---------- Material for this exercise ----------
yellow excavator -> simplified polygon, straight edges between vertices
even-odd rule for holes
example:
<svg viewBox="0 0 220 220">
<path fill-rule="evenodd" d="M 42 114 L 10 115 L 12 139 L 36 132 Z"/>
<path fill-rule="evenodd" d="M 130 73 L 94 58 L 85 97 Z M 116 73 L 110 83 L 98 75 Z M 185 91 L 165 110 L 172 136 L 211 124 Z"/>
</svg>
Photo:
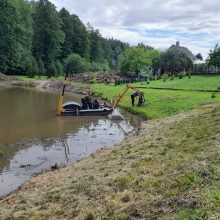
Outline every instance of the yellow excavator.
----------
• _Work instructions_:
Copy every line of the rows above verbatim, omitting the pictures from your answer.

• _Result_:
yellow excavator -> simplified polygon, straight edges between vertices
even-odd rule for holes
example:
<svg viewBox="0 0 220 220">
<path fill-rule="evenodd" d="M 42 114 L 10 115 L 12 139 L 36 132 Z"/>
<path fill-rule="evenodd" d="M 130 73 L 94 58 L 85 97 Z M 116 73 L 110 83 L 98 75 Z M 185 91 L 165 110 L 172 136 L 211 124 Z"/>
</svg>
Photo:
Outline every instance of the yellow excavator.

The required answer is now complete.